TASK REQUIREMENTS: Output all of the data verbatim.
*** Opening of TASK INPUTS ***
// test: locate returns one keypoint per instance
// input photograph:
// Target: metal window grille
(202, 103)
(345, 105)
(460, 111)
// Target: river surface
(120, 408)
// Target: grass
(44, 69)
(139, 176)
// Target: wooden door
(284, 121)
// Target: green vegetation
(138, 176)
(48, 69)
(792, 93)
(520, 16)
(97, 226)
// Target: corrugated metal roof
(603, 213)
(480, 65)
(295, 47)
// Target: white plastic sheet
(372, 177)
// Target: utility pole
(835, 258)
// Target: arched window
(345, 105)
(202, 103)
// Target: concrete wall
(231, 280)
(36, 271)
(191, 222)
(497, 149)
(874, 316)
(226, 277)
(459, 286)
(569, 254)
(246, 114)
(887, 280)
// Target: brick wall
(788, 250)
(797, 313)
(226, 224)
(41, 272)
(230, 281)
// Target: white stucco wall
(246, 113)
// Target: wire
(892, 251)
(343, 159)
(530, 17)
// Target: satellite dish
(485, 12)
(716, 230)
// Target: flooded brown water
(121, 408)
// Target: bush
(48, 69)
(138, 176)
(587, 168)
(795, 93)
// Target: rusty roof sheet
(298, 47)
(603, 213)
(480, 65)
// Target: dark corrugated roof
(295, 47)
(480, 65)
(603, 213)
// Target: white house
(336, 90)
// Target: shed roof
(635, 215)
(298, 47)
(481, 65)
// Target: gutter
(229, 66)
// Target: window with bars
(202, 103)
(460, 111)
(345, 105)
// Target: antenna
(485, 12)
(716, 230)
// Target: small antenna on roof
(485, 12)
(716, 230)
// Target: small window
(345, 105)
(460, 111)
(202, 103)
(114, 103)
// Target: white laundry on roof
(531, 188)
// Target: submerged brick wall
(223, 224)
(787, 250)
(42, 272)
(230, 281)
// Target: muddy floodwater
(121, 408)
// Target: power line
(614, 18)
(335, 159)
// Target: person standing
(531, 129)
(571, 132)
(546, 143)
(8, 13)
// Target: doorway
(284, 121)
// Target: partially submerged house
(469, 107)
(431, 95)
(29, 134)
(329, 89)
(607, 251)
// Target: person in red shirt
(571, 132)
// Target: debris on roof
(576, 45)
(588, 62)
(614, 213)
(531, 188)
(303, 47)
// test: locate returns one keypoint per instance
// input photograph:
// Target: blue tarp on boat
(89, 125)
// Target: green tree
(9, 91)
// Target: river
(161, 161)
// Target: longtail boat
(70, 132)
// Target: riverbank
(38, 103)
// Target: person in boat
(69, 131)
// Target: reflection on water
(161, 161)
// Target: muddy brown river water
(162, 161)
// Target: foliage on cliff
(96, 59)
*** Close of TASK INPUTS ***
ANSWER FOR THE TASK:
// test: locate returns one keypoint per instance
// input photograph:
// Target: metal window grille
(202, 103)
(345, 105)
(460, 111)
// Target: river surface
(120, 408)
// Target: grass
(44, 69)
(139, 176)
// Target: wooden door
(284, 121)
// Target: green vegetation
(138, 176)
(48, 69)
(792, 93)
(520, 16)
(97, 226)
// Target: corrugated metal roof
(603, 213)
(480, 65)
(295, 47)
// Target: white plastic sheet
(372, 177)
// Target: utility pole
(835, 258)
// Target: arched window
(345, 105)
(202, 103)
// Target: concrete wall
(231, 280)
(36, 271)
(191, 222)
(497, 149)
(874, 316)
(226, 277)
(459, 286)
(569, 254)
(246, 114)
(887, 280)
// Target: brick wall
(788, 250)
(797, 313)
(226, 224)
(41, 272)
(230, 281)
// Target: white stucco wall
(246, 113)
// Target: wire
(892, 251)
(343, 159)
(530, 17)
// Target: satellite dish
(485, 12)
(716, 230)
// Target: flooded brown water
(121, 408)
// Target: bush
(48, 69)
(138, 176)
(587, 168)
(795, 93)
// Target: rusty roof sheet
(298, 47)
(603, 213)
(480, 65)
// Target: dark corrugated roof
(295, 47)
(480, 65)
(603, 213)
// Target: white house
(336, 90)
// Target: shed roof
(635, 215)
(298, 47)
(481, 65)
// Target: gutter
(229, 66)
// Target: window with bars
(202, 103)
(460, 111)
(345, 105)
// Target: antenna
(485, 12)
(716, 230)
// Target: small antenna on roof
(485, 12)
(716, 230)
// Target: small window
(345, 105)
(460, 111)
(202, 103)
(114, 103)
// Target: white laundry on roof
(531, 188)
// Target: submerged brick wall
(223, 224)
(787, 250)
(42, 272)
(230, 281)
// Target: muddy floodwater
(121, 408)
// Target: power line
(614, 18)
(335, 159)
// Target: person standing
(531, 129)
(571, 132)
(546, 143)
(8, 13)
// Target: doorway
(284, 121)
// Target: partially submerged house
(469, 107)
(431, 95)
(29, 134)
(329, 89)
(607, 251)
// Target: person in red shirt
(571, 132)
// Target: debris on roof
(576, 45)
(588, 62)
(614, 213)
(531, 188)
(303, 47)
// test: locate returns one keypoint per instance
// input photograph:
// Target: blue tarp on boat
(89, 125)
// Target: green tree
(9, 91)
// Target: river
(161, 161)
// Target: longtail boat
(70, 132)
// Target: riverbank
(38, 103)
// Target: person in boat
(69, 131)
// Target: reflection on water
(161, 161)
// Target: muddy brown river water
(162, 161)
// Target: foliage on cliff
(96, 59)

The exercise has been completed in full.